## Page extract
Open your eyes to sleep apnea

April 25, 2018 Providence Health Team

Sleep apnea can obstruct the flow of breath while you sleep

Sleep apnea can pose health risks, but there are several treatments available

A CPAP machine can solve the problem of apnea for most people

 

Sleep apnea is a wide-ranging problem. It affects about 25 percent of American men and 10 percent of women — and those numbers can increase significantly if there are other factors involved, such as illness and medication. Sleep apnea can disturb your sleep and affect your health, but the good news is it’s often treatable, says Richard D. Simon, MD, the medical director of the Kathryn Severyns Dement Sleep Disorders Center in Walla Walla, Washington. Here’s what you need to know about sleep apnea.

 

The definition

Sleep apnea occurs during sleep because in non-dream sleep one’s skeletal muscles are relaxed and in dream sleep they are paralyzed -- and every 90 minutes all night long, humans cycle between non-dream and dream sleep, Dr. Simon says. “In many cases, the cortex, the thinking part of the brain, looks much more active during dream sleep than when you’re wide awake. Then the question comes up, why don’t you act out your dreams every night? And that’s because just before you go into dream sleep another part of the brain paralyzes the skeletal muscles.”

 

Among those muscles are the tongue and the back of the throat. “For most of us, that isn’t a problem,” Dr. Simon says. “But for people with sleep apnea, their throats are configured in such a way that when the back of the throat collapses, the back of the tongue in particular can fall over the breathing tube, partially or completely blocking the flow of air, and they can actually start to suffocate.”

 

The effects

One of the most obvious consequences of sleep apnea is snoring. “The brain has to wake itself up, sometimes hundreds of times a night, to keep you breathing so you get a very fragmented sleep — you get daytime fatigue and sleepiness,” Dr. Simon says.

 

Sleep apnea can take a toll in other areas, too, such as heart health. “Mild apnea is associated with a slightly increased risk of high blood pressure,” Dr. Simon says. “But if you look at the studies of patients who have had heart attacks and strokes — the really bad cardio stuff — typically the sleep apnea has to be more severe, which means you stop breathing during a sleep study more than 30 times an hour. If you stop breathing 20 times an hour, we consider that mild to moderate.”

 

Because apnea can cause sleep deprivation, it also can lead to a higher risk of health issues associated with lack of sleep, such as loss of focus, poor brain function, weight gain and premature aging.

## Task goal
Continue the sleep apnea article, starting after its last sentence.

## Listed records
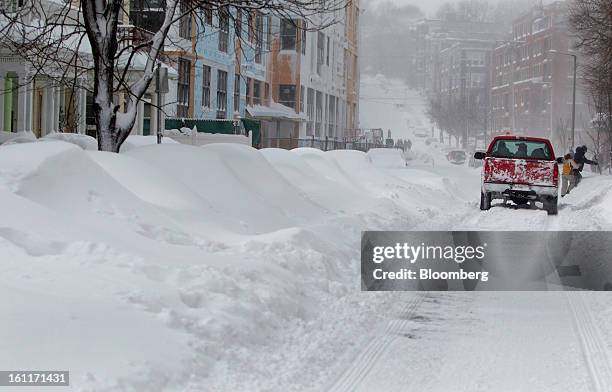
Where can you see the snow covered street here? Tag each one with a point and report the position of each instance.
(260, 290)
(224, 268)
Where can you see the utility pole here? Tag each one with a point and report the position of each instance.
(575, 57)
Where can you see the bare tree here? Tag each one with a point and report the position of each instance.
(52, 37)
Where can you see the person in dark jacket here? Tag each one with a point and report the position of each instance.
(581, 159)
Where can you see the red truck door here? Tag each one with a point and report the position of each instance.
(518, 161)
(519, 171)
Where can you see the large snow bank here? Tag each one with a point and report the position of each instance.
(387, 157)
(135, 141)
(86, 142)
(161, 265)
(175, 267)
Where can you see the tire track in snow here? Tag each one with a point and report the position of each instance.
(364, 362)
(595, 353)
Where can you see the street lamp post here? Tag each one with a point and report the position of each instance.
(573, 94)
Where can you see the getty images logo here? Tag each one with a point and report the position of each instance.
(410, 253)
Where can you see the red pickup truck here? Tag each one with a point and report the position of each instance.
(521, 169)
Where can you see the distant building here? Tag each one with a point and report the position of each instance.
(531, 91)
(453, 60)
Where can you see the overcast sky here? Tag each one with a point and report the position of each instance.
(427, 6)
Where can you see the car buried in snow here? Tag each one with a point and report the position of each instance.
(520, 169)
(457, 157)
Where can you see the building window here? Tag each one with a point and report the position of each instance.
(258, 36)
(237, 93)
(238, 24)
(206, 86)
(182, 90)
(320, 51)
(304, 35)
(286, 95)
(208, 14)
(288, 33)
(310, 112)
(185, 21)
(223, 30)
(145, 14)
(319, 113)
(256, 92)
(248, 92)
(301, 99)
(268, 33)
(221, 94)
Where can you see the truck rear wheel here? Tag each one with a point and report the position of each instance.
(551, 206)
(485, 200)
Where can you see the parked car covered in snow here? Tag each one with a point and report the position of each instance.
(457, 157)
(421, 133)
(473, 162)
(520, 169)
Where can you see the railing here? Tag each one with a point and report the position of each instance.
(324, 144)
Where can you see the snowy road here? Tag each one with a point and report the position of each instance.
(486, 342)
(494, 341)
(224, 268)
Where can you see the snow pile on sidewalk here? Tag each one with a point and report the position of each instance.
(169, 264)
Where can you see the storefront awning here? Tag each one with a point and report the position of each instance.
(275, 111)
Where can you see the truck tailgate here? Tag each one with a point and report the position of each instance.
(519, 171)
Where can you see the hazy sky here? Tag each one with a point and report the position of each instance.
(427, 6)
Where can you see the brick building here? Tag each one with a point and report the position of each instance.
(531, 89)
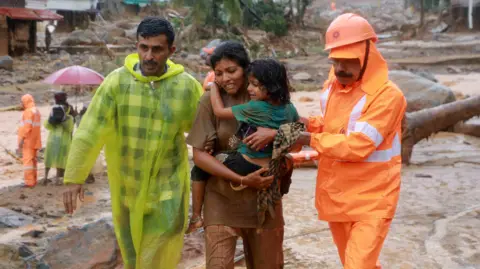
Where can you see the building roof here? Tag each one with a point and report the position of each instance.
(29, 14)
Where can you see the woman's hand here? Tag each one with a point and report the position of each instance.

## Response to the exercise
The treatment

What you may not know is that a sleep apnea diagnosis doesn’t have to be made after a doctor studies you in a sleep lab. “Quite frequently it can be diagnosed with a simple home study,” Dr. Simon says. “The diagnosis of apnea is not like it was five or 10 years ago, where you had to come in and get hooked up to all these different wires. We still do lab studies on complicated patients, but for the simple patient who’s young and snores, we typically do a home study and treat them.”

 

Typically, that treatment for obstructive sleep apnea involves keeping the throat open at night, since it tends to collapse when it’s relaxed. “So what we usually use is what we call a CPAP machine, which stands for continuous positive airway pressure,” Dr. Simon says.

 

“It’s a mask that fits into your nose or over your nose and mouth. It has a hose that’s hooked to a small machine that’s plugged into the wall, and all this machine does is quietly and gently blow heated, humidified air through the nose and into the throat, providing a mechanical air splint to the back of the throat. So when the throat relaxes at night, the air pressure helps it stay open.”

 

While the CPAP can be difficult for people who tend to feel claustrophobic or are unused to wearing something on their face, it is incredibly effective, Dr. Simon says. “It can cure apnea in over 90 percent of patients as long as they wear it. It’s like putting a pair of glasses on — you put your glasses on, you see, you put your CPAP on and you don’t have apnea.”

 

The CPAP is also inexpensive, as insurance companies cover it, and it can be portable when running on battery power, says Dr. Simon, adding that it works for all degrees of apnea. “And they all have automatic adjusting now, so you don’t need to come to a sleep center to figure out what the settings need to be. Generally, I can see a patient today, do a home study tonight and have him on a CPAP tomorrow.”

 

There is a second line of therapy for people with mild apnea who don’t like the CPAP. These are oral devices that look like football mouth guards. Fitted to your teeth, the device pushes the lower jaw forward a few millimeters, giving the back of the throat more room to collapse when it relaxes. “It doesn’t work as well as CPAP, but for mild apnea patients it can be dramatically effective,” Dr. Simon says.

 

There is also weight loss or positional therapy. “If you lose weight, your neck gets thinner and tends to open up,” Dr. Simon says. “For other people, their apnea is only present when they sleep on their back because the tongue falls straight back.”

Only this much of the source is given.